Am Montag diskutierte der Innenausschuss über die Maßnahme. Die
Linksfraktion hatte beantragt, die Ausnahmen zu streichen, den
Abschiebestopp bis Ende März zu verlängern sowie Abschiebungen nach
Afghanistan, Marokko, Libyen, Syrien, Sudan und die Türkei generell
auszusetzen. Ihr Abgeordneter Ferat Kocak kritisierte insbesondere die
Einschränkung der Maßnahme. Mit der Grenze von 50 Tagessätzen würden
bereits „Bagatelldelikte“ erfasst, so Kocak: „Damit ist Schwarzfahren qua…
Abschiebegrund.“
Darüber hinaus wies Kocak gegenüber der taz darauf hin, dass die genannten
Länder zuletzt von Erdbeben heimgesucht worden seien. „Solange die Folgen
der Naturkatastrophen nicht aufgehoben sind, soll Berlin dahin nicht
abschieben und sich bei der Innenministerkonferenz für einen generellen
Abschiebestopp einsetzen“, so Kocak. Zumindest dem ersten Teil des Antrags
schlossen sich auch die Grünen an. Ihr migrationspolitischer Sprecher, Jian
Omar, kritisierte die kurze Dauer des Abschiebestopps. Diese führe dazu,
„dass tatsächlich auch im Winter abgeschoben wird“.
Im vergangenen Winter, noch unter einer rot-rot-grünen Regierung, hatte die
humanitäre Maßnahme vier Monate gegolten, auch da aber schon auf Druck der
bereits amtierenden Innensenatorin Iris Spranger (SPD) mit Ausnahmen.
[2][Etwa 150 Menschen waren im ersten Quartal 2023 in ihre Herkunftsländer
abgeschoben worden,] wie die Antwort auf eine Kleine Anfrage im Nachhinein
zeigte. Das entsprach etwa einem Viertel der Fälle der beiden nachfolgenden
Quartale. Für die kommende Periode forderte Omar Informationen über dennoch
erfolgte Abschiebungen.

Aufgabe 1 |
Zitiere aus dem Text zum Abschiebestopp den Abschnitt, der mit den Worten „[2][Etwa 150 Menschen“ beginnt und mit „erfolgte Abschiebungen.“ endet.
Aufgabe 2 |
Wie lange galt der Abschiebestopp laut dem Text zum Abschiebestopp im vergangenen Winter?
Das Material stammt aus einer anderen Quelle.

Datenzeilen |
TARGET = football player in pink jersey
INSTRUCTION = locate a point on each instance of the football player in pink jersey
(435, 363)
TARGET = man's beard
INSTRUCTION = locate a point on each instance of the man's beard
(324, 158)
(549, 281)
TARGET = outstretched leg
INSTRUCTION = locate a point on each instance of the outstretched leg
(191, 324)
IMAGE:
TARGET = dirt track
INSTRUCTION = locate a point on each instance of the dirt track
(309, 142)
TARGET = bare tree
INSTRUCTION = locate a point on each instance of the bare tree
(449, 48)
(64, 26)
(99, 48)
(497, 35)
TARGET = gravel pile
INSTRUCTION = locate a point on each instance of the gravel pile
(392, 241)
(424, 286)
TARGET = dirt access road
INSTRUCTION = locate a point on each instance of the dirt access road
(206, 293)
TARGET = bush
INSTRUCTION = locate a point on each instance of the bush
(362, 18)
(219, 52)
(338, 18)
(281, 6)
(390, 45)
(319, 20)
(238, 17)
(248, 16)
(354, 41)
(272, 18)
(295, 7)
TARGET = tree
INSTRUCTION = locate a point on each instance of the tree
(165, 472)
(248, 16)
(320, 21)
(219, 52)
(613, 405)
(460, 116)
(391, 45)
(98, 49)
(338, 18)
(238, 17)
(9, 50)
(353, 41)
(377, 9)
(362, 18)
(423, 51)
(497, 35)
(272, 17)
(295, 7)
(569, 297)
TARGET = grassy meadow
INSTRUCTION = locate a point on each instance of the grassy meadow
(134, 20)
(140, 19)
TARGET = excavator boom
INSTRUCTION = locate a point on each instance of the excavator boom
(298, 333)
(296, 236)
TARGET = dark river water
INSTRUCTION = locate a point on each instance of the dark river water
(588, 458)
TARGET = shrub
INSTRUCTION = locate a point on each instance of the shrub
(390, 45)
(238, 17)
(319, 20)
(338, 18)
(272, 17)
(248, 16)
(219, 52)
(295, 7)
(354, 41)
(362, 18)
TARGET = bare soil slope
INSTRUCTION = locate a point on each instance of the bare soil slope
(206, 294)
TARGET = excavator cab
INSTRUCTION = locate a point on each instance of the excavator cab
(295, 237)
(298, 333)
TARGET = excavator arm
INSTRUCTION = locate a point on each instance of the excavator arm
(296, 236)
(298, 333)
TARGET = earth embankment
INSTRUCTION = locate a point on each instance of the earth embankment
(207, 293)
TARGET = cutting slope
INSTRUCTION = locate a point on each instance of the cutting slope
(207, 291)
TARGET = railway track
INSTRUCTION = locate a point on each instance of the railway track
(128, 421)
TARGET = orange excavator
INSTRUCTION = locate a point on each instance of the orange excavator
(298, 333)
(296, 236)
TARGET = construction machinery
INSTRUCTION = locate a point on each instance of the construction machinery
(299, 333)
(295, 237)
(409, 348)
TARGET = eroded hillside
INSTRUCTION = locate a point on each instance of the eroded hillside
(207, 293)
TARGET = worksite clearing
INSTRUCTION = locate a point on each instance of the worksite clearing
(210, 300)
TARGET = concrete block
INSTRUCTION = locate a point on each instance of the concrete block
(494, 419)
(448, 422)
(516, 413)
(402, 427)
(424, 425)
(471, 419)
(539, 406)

Vollständige Ausgabe 1 |
[2][Etwa 150 Menschen waren im ersten Quartal 2023 in ihre Herkunftsländer
abgeschoben worden,] wie die Antwort auf eine Kleine Anfrage im Nachhinein
zeigte. Das entsprach etwa einem Viertel der Fälle der beiden nachfolgenden
Quartale. Für die kommende Periode forderte Omar Informationen über dennoch
erfolgte Abschiebungen.

Vollständige Ausgabe 2 |
Im vergangenen Winter galt die Maßnahme vier Monate.